> **Written exercise**:
Rewrite the lines below as a numbered list, dropping any blank lines and leaving out the pictures.

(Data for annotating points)
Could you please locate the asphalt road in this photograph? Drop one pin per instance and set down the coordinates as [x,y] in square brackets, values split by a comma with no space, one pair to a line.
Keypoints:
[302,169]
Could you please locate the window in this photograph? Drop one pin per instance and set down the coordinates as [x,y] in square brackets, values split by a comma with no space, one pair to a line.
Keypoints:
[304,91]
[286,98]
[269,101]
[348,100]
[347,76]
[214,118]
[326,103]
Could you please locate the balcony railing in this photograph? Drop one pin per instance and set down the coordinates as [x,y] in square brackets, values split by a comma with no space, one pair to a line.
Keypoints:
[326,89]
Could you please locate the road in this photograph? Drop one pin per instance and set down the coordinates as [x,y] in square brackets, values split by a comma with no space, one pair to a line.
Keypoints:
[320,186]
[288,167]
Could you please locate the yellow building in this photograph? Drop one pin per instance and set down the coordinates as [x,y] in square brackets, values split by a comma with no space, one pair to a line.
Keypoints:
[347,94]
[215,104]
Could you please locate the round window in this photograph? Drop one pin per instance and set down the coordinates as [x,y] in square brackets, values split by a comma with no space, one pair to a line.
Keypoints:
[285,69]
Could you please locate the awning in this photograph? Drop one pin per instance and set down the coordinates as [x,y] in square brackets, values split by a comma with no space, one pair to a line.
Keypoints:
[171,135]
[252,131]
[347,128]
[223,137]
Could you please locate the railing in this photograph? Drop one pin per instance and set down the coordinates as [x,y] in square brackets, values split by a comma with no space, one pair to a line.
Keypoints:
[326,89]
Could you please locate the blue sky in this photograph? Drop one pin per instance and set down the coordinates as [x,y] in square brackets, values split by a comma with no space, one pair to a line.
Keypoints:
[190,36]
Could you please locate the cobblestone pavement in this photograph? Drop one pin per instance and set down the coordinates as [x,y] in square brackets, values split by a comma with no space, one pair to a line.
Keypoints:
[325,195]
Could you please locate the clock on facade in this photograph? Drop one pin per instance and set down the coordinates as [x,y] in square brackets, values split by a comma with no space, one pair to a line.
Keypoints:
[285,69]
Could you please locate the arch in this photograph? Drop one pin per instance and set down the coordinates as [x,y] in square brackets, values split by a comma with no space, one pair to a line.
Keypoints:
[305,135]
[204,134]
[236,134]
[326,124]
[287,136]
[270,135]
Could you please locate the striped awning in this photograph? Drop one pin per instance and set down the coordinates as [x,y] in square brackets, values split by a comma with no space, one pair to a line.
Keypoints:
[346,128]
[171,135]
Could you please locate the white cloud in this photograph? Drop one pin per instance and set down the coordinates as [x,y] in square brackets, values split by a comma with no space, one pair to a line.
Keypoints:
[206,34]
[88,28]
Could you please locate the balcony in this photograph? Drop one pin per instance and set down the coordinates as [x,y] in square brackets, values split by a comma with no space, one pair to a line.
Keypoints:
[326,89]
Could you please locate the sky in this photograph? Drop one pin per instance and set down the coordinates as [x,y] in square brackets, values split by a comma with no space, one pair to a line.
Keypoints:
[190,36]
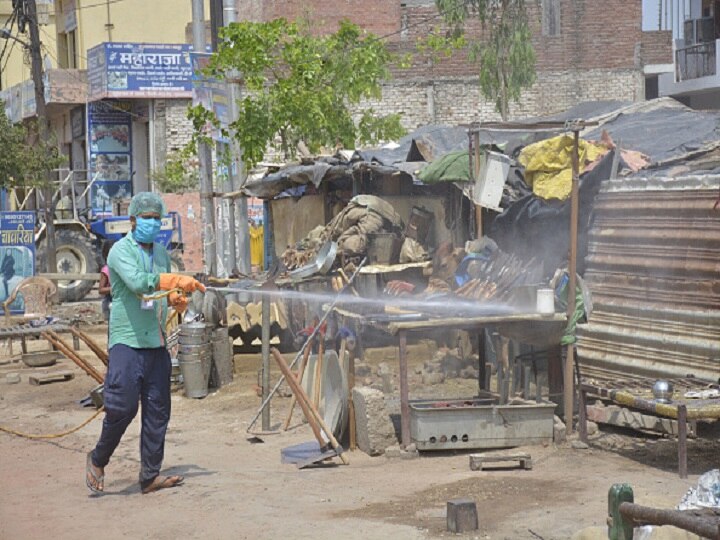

> **Result of this exercise**:
1. Could you please locate the asphalt road in this photograph? Drop one pin per instance and set down the coordinates as [x,y] in square brackets, values split by a comma with no space, one pair to a line.
2. Keypoints:
3. [302,169]
4. Could you please locate the window in this photograph? Drop one pin per instance and set down the coordinates as [x,y] in square brackets, values split by a comma with no space, one pair to a line.
5. Keypoints:
6. [304,91]
7. [286,98]
8. [269,101]
9. [348,100]
10. [347,76]
11. [214,118]
12. [326,103]
13. Could you please locate the balcony railing in this photograph? Drop one pin per instance and set down the coordinates as [x,y] in square brackets, values split by a comma with no space, one pair to a line.
14. Keypoints:
15. [326,89]
16. Could you please locate the road in this photograph? Drop one pin per instance and set down the coordinates as [x,y] in square brackets, values split by a comma with no space, one pair to a line.
17. Keypoints:
18. [320,186]
19. [288,167]
20. Could you please locate the yellow building in this photograph? Drop one pin per instance and set down the coordinates as [x,y] in square brackets, values split by a comma with no space, one pair to a line.
21. Keypoints:
22. [347,94]
23. [215,104]
24. Could you please locate the round window in this photograph? Drop one pin per instance and set down the coordinates as [x,y] in square brackets, values split by a comma with no space, one pair to a line.
25. Keypoints:
26. [285,69]
27. Could you please locate the awning in this photograph? Drop one pin per instance and set down the coordinates as [x,y] in square brackets, values split by a comma with no space, one pair to a line.
28. Keypoints:
29. [171,135]
30. [252,131]
31. [347,128]
32. [223,137]
33. Could you please locate the railing in this photograph? Drop one pin per instance and set down the coordinates as [x,y] in square brackets, values split by a comma with no space, one pair to a line.
34. Keypoints:
35. [326,89]
36. Could you please locate the blue sky in this photograph? Drop one pin per instance and set down the coordinates as [x,y] in square brackets, values split by a comma with no space, one pair to a line.
37. Keypoints:
38. [190,36]
39. Could you please locate the cobblestone pavement in this photograph? Drop one pin per instance and set down the coordinates as [x,y] in square brackets, values split by a comma with no space, one pair to a line.
40. Keypoints:
41. [325,195]
42. Could you please locate the clock on facade in this photograph? Drop one pin per instance and set down the coordinates as [x,y] in square brackets, values split by a comma with no space, one pair to a line.
43. Keypoints:
44. [285,69]
45. Could you please locate the arch in this photograph? Drop one pin per instance and set down the coordinates as [x,y] in square brackets, values split by a comma with no space, one pair to a line.
46. Keypoints:
47. [305,135]
48. [204,134]
49. [236,134]
50. [326,124]
51. [287,136]
52. [270,135]
53. Could you please locate the striped awning in this photograph? Drop one pin per instance and set down the coordinates as [x,y] in square brackets, values split by a comma with no space, one pair to a line.
54. Keypoints:
55. [346,128]
56. [171,135]
57. Could you please locate the white cloud in this photograph? Drop one pin per instance and set down the coordinates as [x,y] in square brackets, values split by a comma with no space, one pair to a line.
58. Keypoints:
59. [206,34]
60. [88,28]
61. Could you please locate the balcony in this photograph? Drop one pin per instance and set down the coordinates as [x,y] in square brackets, values split by a comma with no space, one pair to a line.
62. Keypoints:
63. [326,89]
64. Could you please locate the sky in this photograph? Drop one pin per instance and set down the coordinates as [x,y] in square brackets, values split by a comma with no space, one pair to a line.
65. Keypoints:
66. [190,36]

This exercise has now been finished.